*Required work:* Select every line in the items that contains the word "shaggy", matching case exactly.

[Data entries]
····················

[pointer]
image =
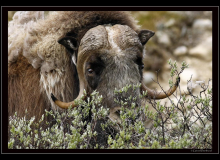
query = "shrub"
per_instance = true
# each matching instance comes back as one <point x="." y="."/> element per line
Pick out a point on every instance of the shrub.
<point x="186" y="124"/>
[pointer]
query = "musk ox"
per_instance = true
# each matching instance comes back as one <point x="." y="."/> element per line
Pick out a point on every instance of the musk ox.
<point x="52" y="59"/>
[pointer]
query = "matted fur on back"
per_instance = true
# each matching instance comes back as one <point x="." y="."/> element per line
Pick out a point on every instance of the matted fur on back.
<point x="38" y="65"/>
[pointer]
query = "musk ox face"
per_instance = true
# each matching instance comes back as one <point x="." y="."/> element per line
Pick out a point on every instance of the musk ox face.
<point x="114" y="60"/>
<point x="109" y="58"/>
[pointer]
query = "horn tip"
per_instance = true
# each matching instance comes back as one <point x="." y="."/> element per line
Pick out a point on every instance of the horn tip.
<point x="53" y="97"/>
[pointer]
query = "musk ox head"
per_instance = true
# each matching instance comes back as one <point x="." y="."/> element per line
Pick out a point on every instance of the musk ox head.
<point x="108" y="58"/>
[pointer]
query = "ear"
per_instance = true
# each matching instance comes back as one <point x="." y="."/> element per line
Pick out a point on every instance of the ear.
<point x="145" y="35"/>
<point x="69" y="42"/>
<point x="71" y="45"/>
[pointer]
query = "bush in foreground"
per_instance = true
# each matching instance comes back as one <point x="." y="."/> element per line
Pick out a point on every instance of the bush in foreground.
<point x="184" y="124"/>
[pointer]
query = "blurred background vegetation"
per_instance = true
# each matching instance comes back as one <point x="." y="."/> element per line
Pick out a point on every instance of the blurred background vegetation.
<point x="179" y="35"/>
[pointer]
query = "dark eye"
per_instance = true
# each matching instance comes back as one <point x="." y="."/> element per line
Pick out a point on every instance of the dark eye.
<point x="90" y="71"/>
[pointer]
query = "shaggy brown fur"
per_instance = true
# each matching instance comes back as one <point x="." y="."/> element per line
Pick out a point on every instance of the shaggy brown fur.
<point x="38" y="65"/>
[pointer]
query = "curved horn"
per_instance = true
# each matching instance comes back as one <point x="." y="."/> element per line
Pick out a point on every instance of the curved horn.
<point x="160" y="95"/>
<point x="92" y="40"/>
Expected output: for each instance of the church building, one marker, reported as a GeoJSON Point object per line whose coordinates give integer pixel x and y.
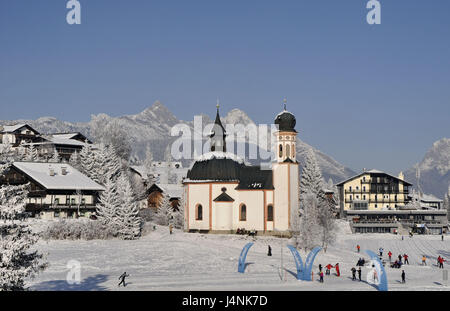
{"type": "Point", "coordinates": [223, 193]}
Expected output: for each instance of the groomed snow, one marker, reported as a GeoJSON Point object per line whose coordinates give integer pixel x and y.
{"type": "Point", "coordinates": [191, 261]}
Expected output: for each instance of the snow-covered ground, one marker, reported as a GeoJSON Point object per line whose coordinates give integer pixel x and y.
{"type": "Point", "coordinates": [188, 261]}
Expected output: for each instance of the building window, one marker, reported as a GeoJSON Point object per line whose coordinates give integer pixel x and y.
{"type": "Point", "coordinates": [270, 213]}
{"type": "Point", "coordinates": [199, 212]}
{"type": "Point", "coordinates": [242, 212]}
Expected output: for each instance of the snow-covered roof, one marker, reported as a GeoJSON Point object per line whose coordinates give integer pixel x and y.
{"type": "Point", "coordinates": [173, 190]}
{"type": "Point", "coordinates": [219, 155]}
{"type": "Point", "coordinates": [73, 180]}
{"type": "Point", "coordinates": [373, 171]}
{"type": "Point", "coordinates": [13, 128]}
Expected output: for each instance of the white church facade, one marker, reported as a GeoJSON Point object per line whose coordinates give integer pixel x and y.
{"type": "Point", "coordinates": [223, 193]}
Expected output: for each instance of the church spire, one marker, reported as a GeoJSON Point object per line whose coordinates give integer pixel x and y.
{"type": "Point", "coordinates": [218, 133]}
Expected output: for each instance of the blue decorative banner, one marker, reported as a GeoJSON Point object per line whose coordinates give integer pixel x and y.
{"type": "Point", "coordinates": [242, 257]}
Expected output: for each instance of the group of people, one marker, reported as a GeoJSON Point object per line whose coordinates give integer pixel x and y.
{"type": "Point", "coordinates": [328, 271]}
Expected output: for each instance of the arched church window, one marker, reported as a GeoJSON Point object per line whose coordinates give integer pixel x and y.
{"type": "Point", "coordinates": [270, 212]}
{"type": "Point", "coordinates": [243, 212]}
{"type": "Point", "coordinates": [199, 212]}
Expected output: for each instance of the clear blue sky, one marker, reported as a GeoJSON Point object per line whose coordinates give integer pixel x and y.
{"type": "Point", "coordinates": [369, 96]}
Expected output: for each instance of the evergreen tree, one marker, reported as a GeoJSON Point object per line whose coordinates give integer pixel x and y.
{"type": "Point", "coordinates": [311, 179]}
{"type": "Point", "coordinates": [164, 213]}
{"type": "Point", "coordinates": [309, 229]}
{"type": "Point", "coordinates": [129, 222]}
{"type": "Point", "coordinates": [108, 205]}
{"type": "Point", "coordinates": [17, 261]}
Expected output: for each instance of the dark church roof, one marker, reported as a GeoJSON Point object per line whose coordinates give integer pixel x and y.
{"type": "Point", "coordinates": [216, 168]}
{"type": "Point", "coordinates": [286, 121]}
{"type": "Point", "coordinates": [224, 197]}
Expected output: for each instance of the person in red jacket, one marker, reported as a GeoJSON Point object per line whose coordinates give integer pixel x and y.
{"type": "Point", "coordinates": [406, 259]}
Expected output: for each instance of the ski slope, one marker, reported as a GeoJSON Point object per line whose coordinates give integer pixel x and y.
{"type": "Point", "coordinates": [190, 261]}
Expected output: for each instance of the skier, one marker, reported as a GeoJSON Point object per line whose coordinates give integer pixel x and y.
{"type": "Point", "coordinates": [329, 266]}
{"type": "Point", "coordinates": [337, 269]}
{"type": "Point", "coordinates": [122, 279]}
{"type": "Point", "coordinates": [406, 259]}
{"type": "Point", "coordinates": [424, 260]}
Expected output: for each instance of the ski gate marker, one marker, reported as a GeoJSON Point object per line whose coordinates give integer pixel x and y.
{"type": "Point", "coordinates": [304, 270]}
{"type": "Point", "coordinates": [382, 286]}
{"type": "Point", "coordinates": [243, 256]}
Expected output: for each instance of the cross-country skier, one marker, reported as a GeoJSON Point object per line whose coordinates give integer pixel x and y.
{"type": "Point", "coordinates": [122, 279]}
{"type": "Point", "coordinates": [338, 273]}
{"type": "Point", "coordinates": [353, 274]}
{"type": "Point", "coordinates": [406, 259]}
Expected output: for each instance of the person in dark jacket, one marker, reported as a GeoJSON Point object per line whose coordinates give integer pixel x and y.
{"type": "Point", "coordinates": [122, 279]}
{"type": "Point", "coordinates": [353, 274]}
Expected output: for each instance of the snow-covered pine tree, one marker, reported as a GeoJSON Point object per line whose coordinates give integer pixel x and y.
{"type": "Point", "coordinates": [309, 231]}
{"type": "Point", "coordinates": [17, 262]}
{"type": "Point", "coordinates": [447, 202]}
{"type": "Point", "coordinates": [327, 222]}
{"type": "Point", "coordinates": [164, 212]}
{"type": "Point", "coordinates": [128, 219]}
{"type": "Point", "coordinates": [311, 179]}
{"type": "Point", "coordinates": [109, 202]}
{"type": "Point", "coordinates": [87, 160]}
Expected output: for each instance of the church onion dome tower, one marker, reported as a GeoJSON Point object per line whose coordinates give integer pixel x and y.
{"type": "Point", "coordinates": [285, 120]}
{"type": "Point", "coordinates": [286, 136]}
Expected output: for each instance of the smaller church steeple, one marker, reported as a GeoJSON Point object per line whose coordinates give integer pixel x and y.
{"type": "Point", "coordinates": [218, 133]}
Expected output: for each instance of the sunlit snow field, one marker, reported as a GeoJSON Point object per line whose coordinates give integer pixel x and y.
{"type": "Point", "coordinates": [191, 261]}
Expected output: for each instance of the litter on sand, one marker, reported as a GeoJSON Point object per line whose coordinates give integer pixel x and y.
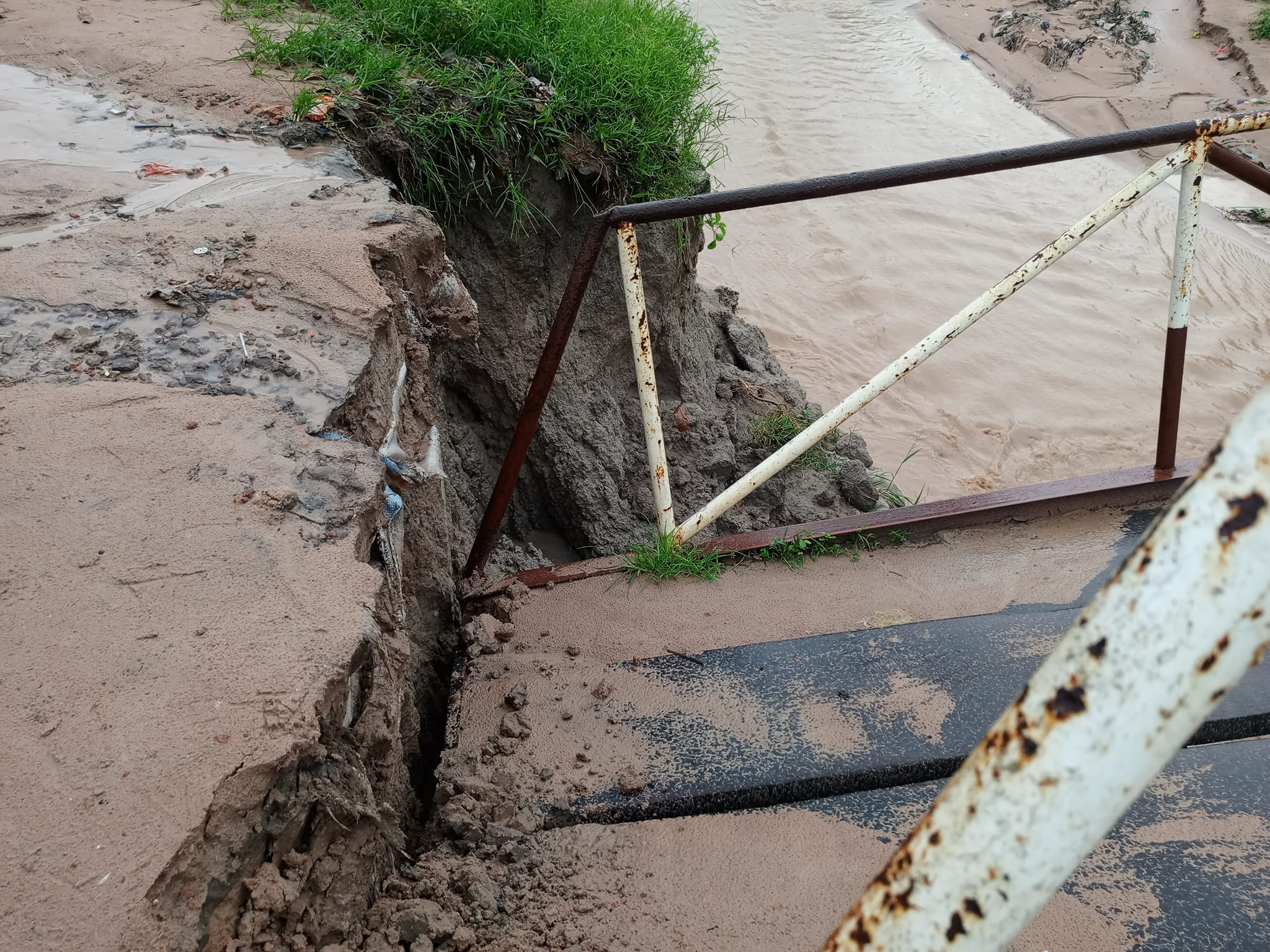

····················

*Response to the exercise:*
query = "shaggy brown fur"
Pick out a point on every instance of the shaggy brown fur.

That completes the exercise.